======== MATERIAL FOR THE TASK

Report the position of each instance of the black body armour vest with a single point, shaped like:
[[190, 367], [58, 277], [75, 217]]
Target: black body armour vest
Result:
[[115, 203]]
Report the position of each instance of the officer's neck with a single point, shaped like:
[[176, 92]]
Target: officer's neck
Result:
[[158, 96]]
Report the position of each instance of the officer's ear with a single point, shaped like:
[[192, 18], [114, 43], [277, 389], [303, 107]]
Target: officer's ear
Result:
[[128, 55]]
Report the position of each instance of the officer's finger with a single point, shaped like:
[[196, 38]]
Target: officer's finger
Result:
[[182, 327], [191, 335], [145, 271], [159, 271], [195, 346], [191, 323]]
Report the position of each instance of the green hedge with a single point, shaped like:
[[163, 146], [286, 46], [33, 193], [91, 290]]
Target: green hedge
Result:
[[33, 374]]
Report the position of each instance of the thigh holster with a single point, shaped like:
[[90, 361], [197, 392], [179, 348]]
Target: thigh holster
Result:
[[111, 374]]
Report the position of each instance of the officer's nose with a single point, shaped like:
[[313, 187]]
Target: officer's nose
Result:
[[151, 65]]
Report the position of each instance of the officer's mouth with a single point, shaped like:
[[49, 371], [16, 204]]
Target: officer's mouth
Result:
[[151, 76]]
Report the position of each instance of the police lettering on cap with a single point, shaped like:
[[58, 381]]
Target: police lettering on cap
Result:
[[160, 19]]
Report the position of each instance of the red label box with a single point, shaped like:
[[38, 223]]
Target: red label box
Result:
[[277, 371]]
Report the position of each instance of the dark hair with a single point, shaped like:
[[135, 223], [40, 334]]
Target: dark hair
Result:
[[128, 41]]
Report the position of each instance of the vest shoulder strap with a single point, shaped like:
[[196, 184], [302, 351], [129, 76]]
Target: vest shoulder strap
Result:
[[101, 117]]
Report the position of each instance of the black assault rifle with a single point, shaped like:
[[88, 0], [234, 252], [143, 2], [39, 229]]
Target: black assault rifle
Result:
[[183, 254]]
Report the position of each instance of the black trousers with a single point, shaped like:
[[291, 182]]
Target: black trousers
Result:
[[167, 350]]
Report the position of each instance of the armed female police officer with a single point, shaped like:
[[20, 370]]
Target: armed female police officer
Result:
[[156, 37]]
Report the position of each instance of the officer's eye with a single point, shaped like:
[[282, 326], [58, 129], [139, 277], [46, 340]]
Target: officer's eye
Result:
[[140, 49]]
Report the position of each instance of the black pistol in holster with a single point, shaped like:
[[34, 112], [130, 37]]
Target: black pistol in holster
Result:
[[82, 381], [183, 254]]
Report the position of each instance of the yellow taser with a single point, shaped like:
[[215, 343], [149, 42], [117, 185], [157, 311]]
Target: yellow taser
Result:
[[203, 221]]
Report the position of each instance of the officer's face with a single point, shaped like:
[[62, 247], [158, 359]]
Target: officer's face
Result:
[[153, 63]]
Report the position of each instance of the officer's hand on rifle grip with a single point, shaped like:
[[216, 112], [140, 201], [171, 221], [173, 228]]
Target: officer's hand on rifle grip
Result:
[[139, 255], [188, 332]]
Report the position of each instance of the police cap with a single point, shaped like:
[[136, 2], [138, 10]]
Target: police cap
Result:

================

▶ _PROBLEM TO WORK ON_:
Lines with "neck" in them are what the answer must contain; copy each from the records above.

▶ _ANSWER BOX_:
Report the position of each instance of the officer's neck with a single point, shaped like:
Target: officer's neck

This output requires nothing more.